» Exercise
Set down each record exactly as written.

▽

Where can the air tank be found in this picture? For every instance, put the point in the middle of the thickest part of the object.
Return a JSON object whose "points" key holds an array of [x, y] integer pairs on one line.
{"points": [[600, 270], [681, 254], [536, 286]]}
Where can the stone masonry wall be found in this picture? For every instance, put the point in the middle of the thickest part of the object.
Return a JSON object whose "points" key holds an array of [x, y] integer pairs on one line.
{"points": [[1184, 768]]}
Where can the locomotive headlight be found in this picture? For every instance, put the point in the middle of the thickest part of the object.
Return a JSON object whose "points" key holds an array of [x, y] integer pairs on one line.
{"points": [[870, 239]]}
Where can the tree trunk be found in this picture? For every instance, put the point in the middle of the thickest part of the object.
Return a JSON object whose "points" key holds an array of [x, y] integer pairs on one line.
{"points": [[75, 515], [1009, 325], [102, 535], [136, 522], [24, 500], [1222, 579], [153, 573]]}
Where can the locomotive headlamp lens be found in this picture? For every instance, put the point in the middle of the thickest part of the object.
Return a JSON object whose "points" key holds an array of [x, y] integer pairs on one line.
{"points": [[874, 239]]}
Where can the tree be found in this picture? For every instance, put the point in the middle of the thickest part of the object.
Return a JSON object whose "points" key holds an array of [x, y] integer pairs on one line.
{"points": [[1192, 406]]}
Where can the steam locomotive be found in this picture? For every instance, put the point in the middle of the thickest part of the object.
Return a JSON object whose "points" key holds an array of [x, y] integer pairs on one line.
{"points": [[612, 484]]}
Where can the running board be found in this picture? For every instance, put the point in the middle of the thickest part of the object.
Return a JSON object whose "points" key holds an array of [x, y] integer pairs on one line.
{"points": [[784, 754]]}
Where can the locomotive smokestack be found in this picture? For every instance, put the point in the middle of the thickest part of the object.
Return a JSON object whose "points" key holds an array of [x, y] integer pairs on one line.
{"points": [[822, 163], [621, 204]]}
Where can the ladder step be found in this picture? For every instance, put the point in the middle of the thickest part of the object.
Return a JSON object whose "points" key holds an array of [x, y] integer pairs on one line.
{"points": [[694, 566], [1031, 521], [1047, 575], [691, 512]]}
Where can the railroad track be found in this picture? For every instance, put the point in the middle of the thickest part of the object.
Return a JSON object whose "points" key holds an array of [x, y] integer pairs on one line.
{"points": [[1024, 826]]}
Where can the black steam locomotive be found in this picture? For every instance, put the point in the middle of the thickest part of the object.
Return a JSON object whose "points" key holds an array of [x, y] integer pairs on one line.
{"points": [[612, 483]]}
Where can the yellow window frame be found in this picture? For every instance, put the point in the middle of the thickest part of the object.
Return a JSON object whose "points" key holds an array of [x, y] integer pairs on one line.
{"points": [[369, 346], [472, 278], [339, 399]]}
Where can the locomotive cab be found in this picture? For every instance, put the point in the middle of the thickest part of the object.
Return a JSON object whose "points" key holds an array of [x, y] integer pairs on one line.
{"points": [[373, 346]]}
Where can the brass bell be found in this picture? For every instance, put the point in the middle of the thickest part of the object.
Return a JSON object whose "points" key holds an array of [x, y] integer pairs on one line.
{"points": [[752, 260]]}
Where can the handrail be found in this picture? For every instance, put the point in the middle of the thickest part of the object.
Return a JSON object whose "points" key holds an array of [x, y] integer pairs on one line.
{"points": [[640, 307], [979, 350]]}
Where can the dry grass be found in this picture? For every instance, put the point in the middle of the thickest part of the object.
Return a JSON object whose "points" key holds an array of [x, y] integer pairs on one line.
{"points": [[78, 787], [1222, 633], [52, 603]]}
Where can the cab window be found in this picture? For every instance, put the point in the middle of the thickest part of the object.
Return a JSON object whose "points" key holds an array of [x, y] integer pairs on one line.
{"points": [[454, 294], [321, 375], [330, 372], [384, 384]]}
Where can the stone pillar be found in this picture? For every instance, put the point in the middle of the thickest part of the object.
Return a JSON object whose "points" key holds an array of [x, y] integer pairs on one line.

△

» Problem solution
Where can the air tank be found in this picture? For every instance, put the point in the middle of the thickest part of the object.
Return a JSON object whose "points" key holds an array of [x, y] integer pairs on one line.
{"points": [[600, 270], [681, 254], [536, 286]]}
Where can the stone masonry wall be found in this picture? For every instance, put the point in the middle of the thickest part of the object.
Return a JSON object whose "points" key holds an array of [x, y] integer pairs on one line.
{"points": [[1184, 768]]}
Where can the locomotive headlight be found in this picture? For every instance, put the point in the middle of the thickest part of the object.
Return a JSON object whose "points" key holds an array of [x, y] integer pairs on one line.
{"points": [[870, 239]]}
Where can the tree trunk be found in this picture? For every instance, put the point in the middle of the thickest part of the object.
Return a JSON object whose "points" key holds an array of [x, y] integer pairs on one line.
{"points": [[75, 515], [1009, 325], [102, 535], [136, 522], [24, 500], [1222, 579], [153, 573]]}
Where can the locomotive headlamp lens be found in this picture? For every instance, put the point in the middle of the thickest part of the object.
Return a JSON object whose "points" key holds an array of [x, y] integer pairs on one line.
{"points": [[874, 239]]}
Where can the tree be found in this picture? For every instance, put the point in the middle of the thickest part of the object.
Return a JSON object whose "points" key holds an array of [x, y] integer pairs on one line.
{"points": [[1192, 406]]}
Where can the steam locomotive be found in this picture? For every instance, put the point in the middle of the thickest part of the object.
Return a JSON object whose "points" key holds an array of [x, y] integer pairs on one line.
{"points": [[612, 484]]}
Where can the running board be found in this picture? For every instance, put the point in the middle of the thickest part of the object.
Return a JSON object whose "points" key holds an array of [x, y] integer pairs on one line.
{"points": [[784, 754]]}
Where can the locomotive smokestack be found in this picture? For every instance, put the point in the middle of the thickest part of the object.
Return a JSON object whose "points" key holds an array of [x, y] integer pairs on one line.
{"points": [[822, 163], [621, 204]]}
Where can the ladder step be found in this picture? For every instance, put the point in the middle of the thickest part of the object.
Return a JSON object whose "points" key holds an array of [x, y] integer pairs on one line.
{"points": [[694, 566], [1031, 521], [1047, 575], [691, 512]]}
Where can the railroad track be found in this picture? For every instance, put the point in the middle of the thickest part of the object.
Return a JSON object whose "points" key holds an array of [x, y] integer pairs on one line.
{"points": [[1024, 826]]}
Where can the black steam locomotive be found in this picture? For every instance, put the point in the middle of the thickest part of the object.
Return a JSON object whose "points" key holds an array of [x, y] integer pairs on one line.
{"points": [[612, 483]]}
Where can the yellow window frame be found in this picture? For every instance, put the point in the middle of the thickest part of the object.
Return a JSON object whose "points" key holds an array of [x, y] integer pairs on one line.
{"points": [[369, 346], [472, 278], [339, 399]]}
Where can the locomotive cab be found in this picture? For every instance, put the point in the middle of the thickest part of the object.
Return a JSON object whose "points" key holds an array of [x, y] integer pairs on one line.
{"points": [[373, 346]]}
Where can the brass bell be found in this picture? For every instance, put the point in the middle of the thickest part of the object.
Return a JSON object whose "points" key holds an array of [x, y] integer pairs on one line.
{"points": [[752, 260]]}
Where can the handrail be found in this picture? For every instance, put the point in the middle of the thickest part of the object.
Return a JSON object whose "points" key holds an array of [x, y] integer pairs on one line.
{"points": [[640, 307], [979, 350]]}
Where can the dry grass be found in this picture? For every instance, put the point in the middle of the thickest part of the object.
Return a JSON object whose "points" key holds an array of [x, y] integer pairs on one line.
{"points": [[78, 787], [1222, 633], [52, 603]]}
Where can the cab window be found in this picture? For every instance, put the point in the middle of the thickest part of the object.
Return a JSON object whose "points" key holds an array of [x, y] integer pairs on one line.
{"points": [[454, 294], [321, 375], [330, 372], [384, 384]]}
Where can the stone pillar be found in this picture? For every instance, put the point in the middle of the thickest part of the object.
Return a JSON object whose "points" key holds an array of [x, y] integer pairs on one line.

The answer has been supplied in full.